Stored items

╭──

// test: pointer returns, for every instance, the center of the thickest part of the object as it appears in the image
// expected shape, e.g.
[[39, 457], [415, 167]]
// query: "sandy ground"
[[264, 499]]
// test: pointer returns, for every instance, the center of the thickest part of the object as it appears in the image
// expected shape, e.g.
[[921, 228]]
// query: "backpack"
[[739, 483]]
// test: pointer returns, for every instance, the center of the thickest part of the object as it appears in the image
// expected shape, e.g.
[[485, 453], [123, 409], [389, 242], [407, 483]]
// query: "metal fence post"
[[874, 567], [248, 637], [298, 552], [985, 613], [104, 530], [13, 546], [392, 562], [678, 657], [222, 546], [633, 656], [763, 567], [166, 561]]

╰──

● OBJECTIVE: Copy out all of the rows above in full, requests included, and increase every coordinate in the answer points by 138. Keep the numbers in the requests and their format samples as they are.

● SOLVED EXERCISE:
// test: pointer returns, for every instance, the center of the thickest part of the object as it appears in the image
// expected shape, e.g.
[[39, 457], [415, 167]]
// query: "sandy ground"
[[402, 637]]
// test: pointer returns, for every instance, the center of the thickest part of the object as it appears in the image
// expected shape, e.g.
[[921, 228]]
// query: "backpack"
[[877, 621]]
// test: pointer returns, for every instance, the center of the thickest part of the object as it appears in the image
// expected shape, e.g.
[[485, 453], [123, 409], [389, 242], [407, 483]]
// query: "metal fence post"
[[1012, 705], [386, 775], [436, 690], [1123, 751], [242, 668], [151, 684], [530, 700], [816, 795], [360, 684], [771, 794], [901, 705], [304, 699]]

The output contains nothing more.